Data entries:
---*---

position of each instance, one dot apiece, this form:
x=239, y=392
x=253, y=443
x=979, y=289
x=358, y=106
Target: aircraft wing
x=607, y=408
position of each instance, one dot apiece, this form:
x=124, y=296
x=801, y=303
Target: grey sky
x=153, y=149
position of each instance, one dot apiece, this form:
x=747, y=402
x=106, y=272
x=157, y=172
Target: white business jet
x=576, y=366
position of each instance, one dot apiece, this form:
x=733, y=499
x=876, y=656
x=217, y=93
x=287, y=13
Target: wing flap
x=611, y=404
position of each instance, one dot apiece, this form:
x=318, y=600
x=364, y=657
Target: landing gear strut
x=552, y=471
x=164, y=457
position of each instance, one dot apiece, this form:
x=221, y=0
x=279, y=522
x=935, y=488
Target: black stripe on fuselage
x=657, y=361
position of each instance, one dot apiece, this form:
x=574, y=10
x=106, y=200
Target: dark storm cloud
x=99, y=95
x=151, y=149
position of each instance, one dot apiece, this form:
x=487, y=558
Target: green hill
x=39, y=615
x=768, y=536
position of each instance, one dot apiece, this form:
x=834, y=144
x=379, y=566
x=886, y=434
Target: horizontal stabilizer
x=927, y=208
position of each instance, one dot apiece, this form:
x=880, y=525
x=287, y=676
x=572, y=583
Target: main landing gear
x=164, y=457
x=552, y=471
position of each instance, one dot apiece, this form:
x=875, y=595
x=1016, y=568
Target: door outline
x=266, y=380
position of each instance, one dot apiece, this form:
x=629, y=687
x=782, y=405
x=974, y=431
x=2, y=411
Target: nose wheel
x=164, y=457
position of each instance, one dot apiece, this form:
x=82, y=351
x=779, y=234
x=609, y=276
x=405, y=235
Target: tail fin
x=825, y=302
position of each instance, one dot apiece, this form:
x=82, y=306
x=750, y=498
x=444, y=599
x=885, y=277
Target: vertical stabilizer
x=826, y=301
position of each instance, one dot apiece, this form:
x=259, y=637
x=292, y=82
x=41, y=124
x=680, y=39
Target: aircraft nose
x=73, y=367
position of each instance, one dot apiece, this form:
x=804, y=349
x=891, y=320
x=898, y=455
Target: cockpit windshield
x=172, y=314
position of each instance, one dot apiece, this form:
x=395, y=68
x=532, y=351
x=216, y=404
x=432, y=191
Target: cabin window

---*---

▶ _Task to complete_: Output the data in full, precisely as it appears above.

▶ _Solution_:
position of each instance, one dot apiece, this form:
x=239, y=392
x=253, y=443
x=979, y=289
x=358, y=106
Target: aircraft wing
x=607, y=408
position of each instance, one dot apiece, this form:
x=124, y=296
x=801, y=303
Target: grey sky
x=153, y=149
position of each instance, one dot apiece, this form:
x=747, y=402
x=106, y=272
x=157, y=172
Target: white business jet
x=576, y=366
position of each instance, one dot apiece, this form:
x=733, y=499
x=876, y=656
x=217, y=93
x=287, y=13
Target: wing flap
x=611, y=404
position of each instance, one dot apiece, this form:
x=318, y=600
x=364, y=657
Target: landing gear strut
x=552, y=471
x=164, y=457
position of each instance, one dot apiece, this form:
x=221, y=0
x=279, y=522
x=935, y=488
Target: black stripe on fuselage
x=657, y=361
position of each instance, one dot apiece, this form:
x=574, y=10
x=106, y=200
Target: dark storm cloud
x=99, y=95
x=151, y=149
position of each instance, one dot apiece, this form:
x=487, y=558
Target: green hill
x=39, y=615
x=768, y=536
position of each instance, one dot apiece, this form:
x=834, y=144
x=379, y=566
x=886, y=434
Target: horizontal stabilizer
x=927, y=208
position of each instance, one dot apiece, this form:
x=880, y=525
x=287, y=676
x=572, y=583
Target: main landing gear
x=164, y=457
x=552, y=471
position of each instance, one dot apiece, this form:
x=875, y=595
x=1016, y=568
Target: door outline
x=266, y=380
position of each instance, one dot apiece, this form:
x=629, y=687
x=782, y=405
x=974, y=431
x=2, y=411
Target: nose wheel
x=164, y=457
position of each instance, one dot apiece, this form:
x=82, y=351
x=779, y=234
x=609, y=276
x=405, y=235
Target: tail fin
x=825, y=302
position of each instance, one dot apiece, this form:
x=82, y=306
x=750, y=498
x=444, y=599
x=885, y=277
Target: vertical stabilizer
x=826, y=301
position of each instance, one dot apiece, this form:
x=259, y=637
x=292, y=82
x=41, y=124
x=680, y=39
Target: aircraft nose
x=73, y=367
position of each instance, one dot apiece, this form:
x=804, y=349
x=891, y=320
x=898, y=455
Target: cockpit windshield
x=172, y=314
position of each instance, one dot apiece, this form:
x=395, y=68
x=532, y=351
x=216, y=404
x=432, y=191
Target: cabin window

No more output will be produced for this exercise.